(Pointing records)
--------------------------------------------------
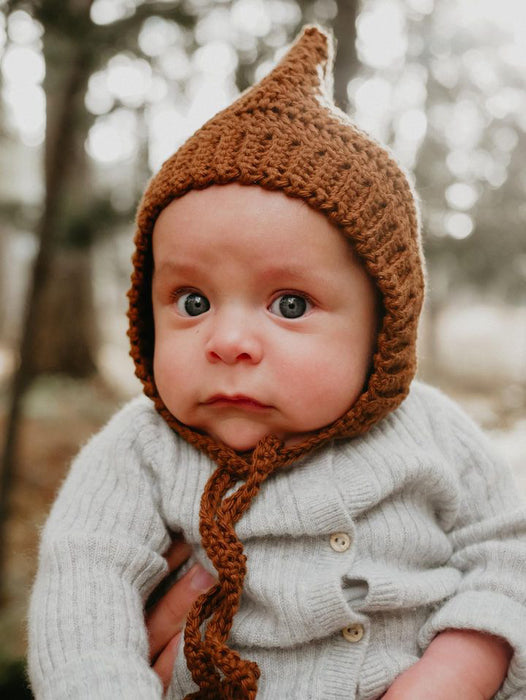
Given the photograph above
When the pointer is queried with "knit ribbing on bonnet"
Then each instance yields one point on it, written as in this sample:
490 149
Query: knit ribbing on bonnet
284 134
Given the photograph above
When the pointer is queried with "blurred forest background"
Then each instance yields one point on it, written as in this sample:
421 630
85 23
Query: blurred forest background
96 93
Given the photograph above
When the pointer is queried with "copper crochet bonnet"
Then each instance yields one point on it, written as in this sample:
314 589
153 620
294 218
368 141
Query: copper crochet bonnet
284 134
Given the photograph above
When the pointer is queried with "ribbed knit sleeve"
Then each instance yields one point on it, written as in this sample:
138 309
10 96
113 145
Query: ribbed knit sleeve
488 540
100 558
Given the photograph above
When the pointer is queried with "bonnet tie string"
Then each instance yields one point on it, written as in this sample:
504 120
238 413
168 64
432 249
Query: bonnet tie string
219 671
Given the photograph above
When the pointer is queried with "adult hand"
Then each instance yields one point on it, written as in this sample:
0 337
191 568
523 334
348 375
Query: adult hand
165 619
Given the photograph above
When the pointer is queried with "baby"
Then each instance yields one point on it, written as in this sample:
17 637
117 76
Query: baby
379 549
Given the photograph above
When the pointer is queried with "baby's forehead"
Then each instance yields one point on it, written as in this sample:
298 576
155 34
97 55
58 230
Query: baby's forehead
234 214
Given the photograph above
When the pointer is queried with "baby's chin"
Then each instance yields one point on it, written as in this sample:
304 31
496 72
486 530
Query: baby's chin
242 442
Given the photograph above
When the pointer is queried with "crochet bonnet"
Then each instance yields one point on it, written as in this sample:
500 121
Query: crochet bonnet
283 134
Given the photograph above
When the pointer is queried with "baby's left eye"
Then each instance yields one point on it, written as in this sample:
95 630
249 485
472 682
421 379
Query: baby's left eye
290 306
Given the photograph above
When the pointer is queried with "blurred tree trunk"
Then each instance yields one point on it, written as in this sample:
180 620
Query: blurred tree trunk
346 64
67 75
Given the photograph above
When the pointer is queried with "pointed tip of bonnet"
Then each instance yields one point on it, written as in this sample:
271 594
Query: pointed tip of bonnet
305 70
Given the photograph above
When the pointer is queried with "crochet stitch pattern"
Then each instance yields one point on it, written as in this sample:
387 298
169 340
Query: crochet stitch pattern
284 134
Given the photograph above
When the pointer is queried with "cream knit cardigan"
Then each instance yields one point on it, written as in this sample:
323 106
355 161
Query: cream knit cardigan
433 532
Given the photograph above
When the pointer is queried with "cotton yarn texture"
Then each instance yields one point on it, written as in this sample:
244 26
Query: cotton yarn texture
284 134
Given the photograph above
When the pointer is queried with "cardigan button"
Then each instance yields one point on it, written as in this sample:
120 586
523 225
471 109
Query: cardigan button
340 541
353 633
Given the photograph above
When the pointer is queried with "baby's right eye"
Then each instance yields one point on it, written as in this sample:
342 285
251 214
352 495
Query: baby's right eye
192 304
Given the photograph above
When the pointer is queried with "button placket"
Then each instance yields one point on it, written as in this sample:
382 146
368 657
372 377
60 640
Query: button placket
353 633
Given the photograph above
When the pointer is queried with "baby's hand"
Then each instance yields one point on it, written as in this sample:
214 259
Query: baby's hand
457 664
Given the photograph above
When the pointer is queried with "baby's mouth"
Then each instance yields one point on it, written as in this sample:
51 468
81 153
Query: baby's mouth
236 401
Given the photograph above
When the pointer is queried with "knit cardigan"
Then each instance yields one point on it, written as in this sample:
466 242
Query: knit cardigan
357 556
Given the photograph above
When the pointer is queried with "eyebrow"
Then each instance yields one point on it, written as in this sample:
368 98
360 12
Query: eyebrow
171 266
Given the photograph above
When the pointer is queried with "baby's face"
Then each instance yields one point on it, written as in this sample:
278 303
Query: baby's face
264 320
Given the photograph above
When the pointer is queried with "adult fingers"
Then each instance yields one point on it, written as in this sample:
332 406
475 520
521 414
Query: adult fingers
177 553
166 618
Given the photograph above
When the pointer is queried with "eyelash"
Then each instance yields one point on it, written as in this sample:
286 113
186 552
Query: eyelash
176 295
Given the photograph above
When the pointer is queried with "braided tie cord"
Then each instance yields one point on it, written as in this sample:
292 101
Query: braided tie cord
219 671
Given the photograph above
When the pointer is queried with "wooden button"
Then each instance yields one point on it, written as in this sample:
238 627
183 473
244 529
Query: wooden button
353 633
340 541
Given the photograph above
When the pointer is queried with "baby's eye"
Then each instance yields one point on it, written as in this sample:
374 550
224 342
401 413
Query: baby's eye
290 306
192 304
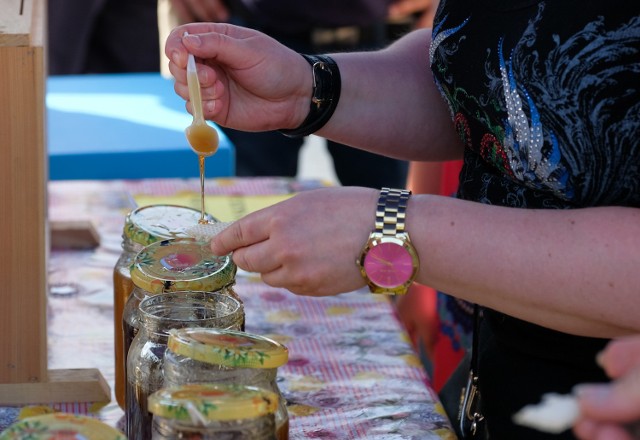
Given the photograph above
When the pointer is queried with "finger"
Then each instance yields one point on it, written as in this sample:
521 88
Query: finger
256 258
620 356
247 231
618 401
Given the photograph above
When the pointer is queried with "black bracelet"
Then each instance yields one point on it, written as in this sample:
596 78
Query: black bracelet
324 97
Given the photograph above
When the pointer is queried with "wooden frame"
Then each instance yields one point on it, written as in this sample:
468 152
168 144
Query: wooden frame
24 235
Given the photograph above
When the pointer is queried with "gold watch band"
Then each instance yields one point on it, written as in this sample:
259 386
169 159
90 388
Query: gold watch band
391 211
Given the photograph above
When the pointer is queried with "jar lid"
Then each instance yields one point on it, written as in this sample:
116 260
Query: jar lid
60 425
152 223
181 264
208 402
228 348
--------------------------------------------------
■ Written problem ■
Repeat the listing in full and exactly. Leave any pictures out.

■ Task answer ■
Given the photograph above
When the pointer is queried with "knit ribbing on bonnet"
Then each instance yields one point on it, written as in this sample:
490 149
Query: knit ribbing on bonnet
284 134
Given the photograph above
When the pointer is queried with "blurred forest background"
Then each instance yields one point on it, written as in this sample:
421 630
85 23
Query: blurred forest background
96 93
Given the photograph above
When the pointer is queried with "copper crochet bonnet"
Then each instance yields one point on it, written as in this sample:
314 589
153 620
294 218
368 141
Query: copper crochet bonnet
284 134
Given the photograph above
When the pointer is queried with "ribbed knit sleeve"
Then each instance yields one point on it, written as in this sample:
138 309
10 96
113 145
Query: ribbed knit sleeve
488 540
100 558
Given the photograph above
When the pointer is queried with "bonnet tie string"
Then each instance yields one point on it, written as in this sample:
504 120
238 413
168 64
432 249
Query: bonnet tie string
219 671
Given the photograph above
When the pointer is queried with "adult hand"
Then each instance yields one point on it, written as in this sample:
0 337
191 568
523 334
348 375
Query: adult hand
165 619
Given the photograph above
When the pointer is queried with "baby"
Then each instance yields one point on it, written as in this sample:
17 637
117 76
Query: baby
379 549
Given the photograph above
When the pointer is queried with "baby's forehead"
Then each instance yields one point on it, written as in this sample:
298 576
155 34
97 55
58 230
Query: baby's forehead
234 214
Given the photograph above
When the pointer is queried with "baby's chin"
Then each instance yields one point on it, written as in this sample:
304 31
496 72
486 530
Query: baby's chin
242 442
Given the photograph above
When the pointer is queried with "crochet bonnet"
Then each instance yields one point on it, written as in this sample:
500 121
Query: crochet bonnet
283 134
Given the photograph above
When the pointer is queried with "baby's left eye"
Then each instance yields one point on it, written as in this sample:
95 630
249 485
472 682
421 379
Query: baby's left eye
290 306
Given the photograph above
When the pointer is queried with "blurred tree trunk"
Then each instance yields one point on it, written as in this sample:
180 620
Query: blurred tree trunk
346 64
67 75
Given the photograph above
When the pointer is queried with "pointed tip of bonnet"
Then each instance yields one point on it, written as in this sample:
271 594
Query: pointed tip of bonnet
305 70
Given the photograph above
When the pointer is queried with "crochet stitch pattern"
Then each instance yields one point on it, written as in this sample:
387 298
169 340
Query: crochet stitch pattern
284 134
Given the photograph above
When the pointer is queried with "cream knit cardigan"
Then each instance yields one point on it, written as in this sample:
323 106
355 161
Query: cream knit cardigan
433 532
Given the photograph above
When the pointer is queried with "cotton yarn texture"
Then each instance yields one point on it, written as in this sample:
244 26
Query: cotton yarn texture
284 134
Given the photograph above
When the pointer is queried with "cardigan button"
Then each instance yields one point on it, written as in this sample:
120 586
523 225
471 109
Query: cardigan button
340 541
353 633
Given the photograph above
When the pointer is queried with "baby's right eye"
Then each instance yields one point on it, written as in this sample:
342 285
251 214
352 495
Query: baby's right eye
192 304
Given the photograph above
When the pointer is queried with "button placket"
Then each instance yields one point on it, written as in this sample:
382 146
368 657
372 377
60 640
Query: button placket
353 633
Given the photograph above
When the pointer is queried with "baby's hand"
Then each instance yields one point on it, written as in this sample:
214 259
Query: baby's hand
457 664
Given the photograph above
When the pointer is queried with "baby's mouth"
Then each instance yields one point on it, written as in this sample:
51 468
81 153
Query: baby's mouth
236 401
Given the photograph above
When the pointer is queried with "knit cardigan"
Then each instance yields one point on it, written as in this sample:
466 242
Query: knit cardigan
357 556
Given the photograph above
When the pointer is queried with "eyebrow"
Then each instance yields one point on it, written as in this sample:
368 98
360 12
Query: eyebrow
171 266
Given the photograph above
When the pointer is queried with "baby's face"
Then each instance yields one point on it, written as in this sample:
278 303
Query: baby's face
264 320
Given the photograph above
When the pointer is queried with "adult fingers"
Then each instance yields one point on it, written as in this sample:
332 406
475 520
521 414
Query: adult fingers
177 553
166 618
Given the photograph above
When the pointer is queried with "eyelash"
Then each instance yields one point on it, written as in this sample:
286 113
186 552
Query: eyelash
176 295
Given the photograph above
When the pointer is queried with "braided tie cord"
Then each instance yields one point on it, written as in this sample:
292 101
Query: braided tie cord
219 671
Given the photograph above
When the pointer is queried with "wooden button"
Then each instance yields one point on it, written as in this sample:
238 627
183 473
244 529
Query: wooden button
353 633
340 541
Given the photograph above
When the pointer is queried with "baby's eye"
Then each instance yields one point on it, written as in this sample:
374 550
224 342
401 413
Query: baby's eye
290 306
192 304
Given the photograph above
When the pointer is queried with "finger"
Then each instance yields one point on it, written as in this sample:
521 88
Query: finger
256 258
620 356
247 231
618 401
Given the photograph above
When the pointer is queried with "black bracelet"
Then each instance yields one point on it, written as in this sample:
596 78
Query: black bracelet
324 97
Given the photograph above
When the pointer is queried with "wooden frame"
Then each instance yields one point on it, written as in this sample:
468 152
168 144
Query: wooden frame
24 235
Given the photograph above
When the pointer is queried with "gold watch band"
Then each instance yields one point on it, written as in this sample:
259 386
169 159
90 388
Query: gold watch band
391 211
Given the photograph above
When the pointer is queried with "jar lid"
Then each instance yields one point on it, written as in this sample:
116 260
Query: jar lid
60 425
152 223
181 264
208 402
228 348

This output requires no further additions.